Abstract

Resolving the complete folding pathway of a protein is a major challenge to conventional experimental methods because of the rapidity and complexity of folding. Here, we show that entrapment of the protein cytochrome c in wet, optically transparent, porous silica gel matrices has enabled a dramatic expansion, to days or weeks, of the folding time, allowing direct observation of the entire folding pathway using a combination of three spectroscopic techniques, far-ultraviolet circular dichroism, tryptophan fluorescence, and Soret absorption spectroscopy. During refolding in silica gels, collapse and helix formation occur in a stepwise manner, as observed in aqueous solution. Analysis of kinetics and transient spectra indeed reveals a sequence of four distinct intermediates with progressively increasing degrees of folding, two of which closely resemble those previously characterized in solution, namely, the early collapsed and the molten globule intermediates. The other two are the precollapsed and pre-molten globule intermediates that may escape detection by conventional kinetic methods. Interestingly, varying the strength of the gel network has a dramatic effect on the folding time, but no significant effect on the structural features of each folding intermediate, indicating that the interaction between the protein and gel matrix has no measurable effect on the folding pathway. These results better define the major pathway of cytochrome c folding. In addition, in this paper we present the results of the application of this method to a simple, apparent two-state folder ubiquitin, helping to interpret the results for cytochrome c.

PROVIDED DATA:
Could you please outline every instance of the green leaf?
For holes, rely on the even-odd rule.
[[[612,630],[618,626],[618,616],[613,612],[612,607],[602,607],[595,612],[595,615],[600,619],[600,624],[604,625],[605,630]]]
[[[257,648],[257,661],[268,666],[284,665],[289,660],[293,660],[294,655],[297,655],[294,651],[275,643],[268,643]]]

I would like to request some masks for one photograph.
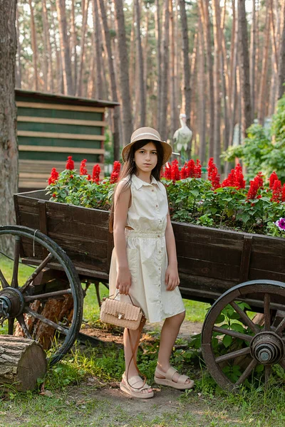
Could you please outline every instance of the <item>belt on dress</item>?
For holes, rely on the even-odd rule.
[[[129,230],[125,228],[126,237],[142,237],[143,238],[160,238],[165,237],[165,231],[162,230]]]

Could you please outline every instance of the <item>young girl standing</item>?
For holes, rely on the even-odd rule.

TRY IT: According to the abstract, what three spectroscopic techniques were combined to observe the whole folding pathway of cytochrome c? The lines that come after the abstract have nothing to do with the work here.

COMPLETED EXERCISE: Far-ultraviolet circular dichroism, tryptophan fluorescence, and Soret absorption spectroscopy.